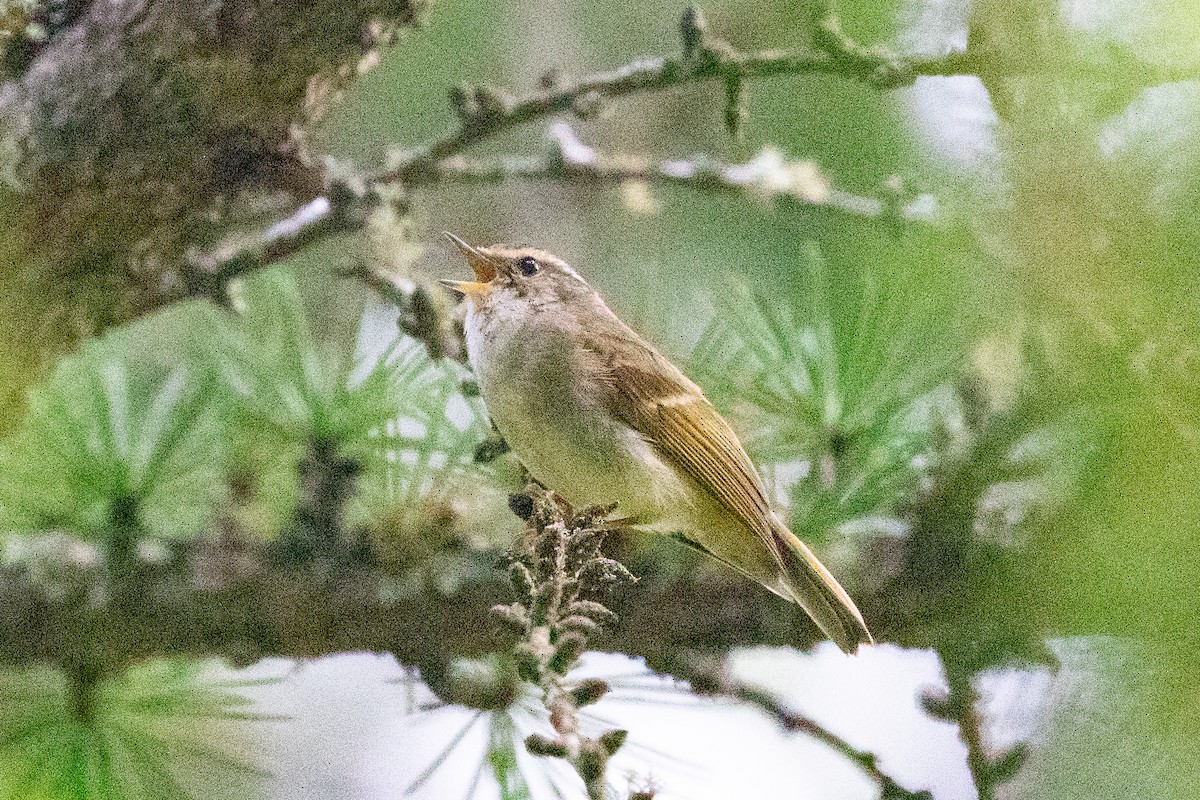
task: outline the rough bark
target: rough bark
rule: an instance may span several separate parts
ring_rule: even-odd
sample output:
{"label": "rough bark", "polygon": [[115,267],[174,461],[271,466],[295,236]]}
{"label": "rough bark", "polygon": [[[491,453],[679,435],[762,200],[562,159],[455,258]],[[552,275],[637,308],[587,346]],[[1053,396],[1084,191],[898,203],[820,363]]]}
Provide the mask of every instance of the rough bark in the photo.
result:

----

## EXERCISE:
If a record holds a picture, leave the picture out, but repeat every line exactly.

## EXERCISE RESULT:
task: outline the rough bark
target: rough bark
rule: an instance may span several separate parts
ring_rule: even-odd
sample output:
{"label": "rough bark", "polygon": [[115,267],[174,461],[271,466],[295,236]]}
{"label": "rough bark", "polygon": [[[491,453],[679,435],[762,200],[562,159],[455,258]],[[552,275],[637,308],[587,346]],[[1053,396],[1084,191],[898,203],[820,363]]]}
Provide the mask of every instance of the rough bark in the photo.
result:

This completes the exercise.